TASK DETAILS> Recast every line of the material below as a numbered list, leaving out any blank lines.

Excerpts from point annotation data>
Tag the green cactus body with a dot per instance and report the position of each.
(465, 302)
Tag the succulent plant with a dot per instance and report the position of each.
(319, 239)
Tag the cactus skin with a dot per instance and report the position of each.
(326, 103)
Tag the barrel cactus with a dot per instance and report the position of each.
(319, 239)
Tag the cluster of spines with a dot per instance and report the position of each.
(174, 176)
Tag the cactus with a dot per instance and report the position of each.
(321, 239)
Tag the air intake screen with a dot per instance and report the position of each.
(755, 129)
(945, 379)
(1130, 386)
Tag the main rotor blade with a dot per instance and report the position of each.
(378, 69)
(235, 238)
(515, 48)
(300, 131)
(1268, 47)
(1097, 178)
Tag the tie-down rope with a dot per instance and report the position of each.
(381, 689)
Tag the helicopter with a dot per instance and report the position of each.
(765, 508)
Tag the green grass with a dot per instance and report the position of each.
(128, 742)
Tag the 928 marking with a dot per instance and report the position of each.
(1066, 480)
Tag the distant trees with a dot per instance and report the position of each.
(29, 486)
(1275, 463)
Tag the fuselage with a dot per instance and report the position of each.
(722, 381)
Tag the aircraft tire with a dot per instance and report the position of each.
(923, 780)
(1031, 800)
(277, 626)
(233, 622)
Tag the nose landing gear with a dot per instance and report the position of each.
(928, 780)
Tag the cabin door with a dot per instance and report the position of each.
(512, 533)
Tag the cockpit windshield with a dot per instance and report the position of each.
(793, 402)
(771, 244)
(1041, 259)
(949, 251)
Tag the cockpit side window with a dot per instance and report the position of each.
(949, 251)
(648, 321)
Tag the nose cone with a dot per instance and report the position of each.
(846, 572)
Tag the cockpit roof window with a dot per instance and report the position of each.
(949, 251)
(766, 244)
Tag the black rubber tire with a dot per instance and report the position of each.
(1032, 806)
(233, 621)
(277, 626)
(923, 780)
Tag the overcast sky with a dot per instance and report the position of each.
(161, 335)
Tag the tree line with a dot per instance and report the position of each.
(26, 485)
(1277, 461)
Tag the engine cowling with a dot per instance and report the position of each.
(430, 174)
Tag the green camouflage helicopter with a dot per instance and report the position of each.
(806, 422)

RESULT OF THIS EXERCISE>
1. Tag the green cactus body with a dot per instance and report the position of each.
2. (465, 302)
3. Tag the succulent plant with a dot per instance and report the position of each.
4. (319, 239)
5. Tag the cactus skin with a dot per instance and report the position of each.
6. (326, 103)
7. Tag the barrel cactus with a dot per instance and report the position of each.
8. (319, 239)
9. Tag the cluster of spines with a dot per instance and report the position of each.
10. (174, 176)
11. Tag the cactus with a dot per instance and report the position of each.
12. (321, 239)
13. Tag the air intake screen with a dot per instance and report the position of each.
14. (755, 129)
15. (945, 379)
16. (1130, 386)
17. Tag the main rotor blade with a dot per instance and report the position of each.
18. (378, 69)
19. (235, 238)
20. (515, 48)
21. (300, 131)
22. (1268, 47)
23. (1097, 178)
24. Tag the tie-down rope with a dot per instance and report the position of each.
25. (381, 689)
26. Tag the helicopter with a dot per instance and report the position of each.
27. (765, 508)
28. Tag the green grass with a dot per instance and report the position of each.
29. (128, 742)
30. Tag the 928 marking with a dot per instance and report the position of each.
31. (1066, 480)
32. Tag the distant trees with a dot per instance and report the position of each.
33. (29, 486)
34. (1275, 463)
35. Tag the fuselage with a dot per instance and report the position of each.
36. (722, 381)
37. Tag the aircraft tire with a dot per instance and report the position of each.
38. (923, 780)
39. (1031, 800)
40. (277, 626)
41. (233, 622)
42. Tag the nose landing gear with a dot per instance and report the position of each.
43. (928, 780)
44. Tag the cabin door with a dot per instance and report the position of each.
45. (512, 533)
46. Tag the cockpit windshield with a dot per instance and report the position of each.
47. (793, 402)
48. (771, 244)
49. (1041, 259)
50. (949, 251)
51. Tag the cockpit side window with a dot per instance and report the position of each.
52. (949, 251)
53. (648, 321)
54. Tag the nose cone with a dot per instance and report the position of each.
55. (846, 572)
56. Tag the cockpit roof window with a dot per instance and report the position of each.
57. (949, 251)
58. (766, 244)
59. Tag the black rubber tire with a dot per instance and report the position of each.
60. (1032, 806)
61. (233, 621)
62. (277, 626)
63. (923, 780)
64. Tag the overcast sky with a dot per instance and report the position of each.
65. (161, 335)
66. Tag the tree line with a dot per instance and report the position of each.
67. (26, 485)
68. (1277, 461)
69. Tag the engine cowling with a dot per instance and report the position of each.
70. (430, 174)
71. Tag the green camouflage helicopter with a dot per instance and report the position of each.
72. (806, 422)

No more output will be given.